Saved data entries

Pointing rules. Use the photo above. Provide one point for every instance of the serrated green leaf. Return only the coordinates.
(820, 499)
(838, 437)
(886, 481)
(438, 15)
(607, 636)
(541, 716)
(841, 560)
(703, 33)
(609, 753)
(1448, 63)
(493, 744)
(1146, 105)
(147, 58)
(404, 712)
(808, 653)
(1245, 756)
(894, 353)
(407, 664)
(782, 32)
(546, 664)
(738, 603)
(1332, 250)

** WORK REQUIRED **
Please reproduce the listing in full, swapping "serrated green leaf" for "jagged green leaf" and leaving everything else unchanged.

** TASK SOLUTION **
Pointing rules. Use the photo above. Provide one point for every instance of the jagged green leaf. Return only the coordinates.
(820, 499)
(838, 437)
(886, 481)
(438, 15)
(607, 636)
(541, 716)
(841, 560)
(703, 33)
(609, 753)
(1448, 63)
(493, 744)
(1146, 105)
(147, 58)
(404, 712)
(808, 653)
(1245, 756)
(894, 353)
(407, 664)
(782, 32)
(546, 664)
(738, 603)
(1332, 250)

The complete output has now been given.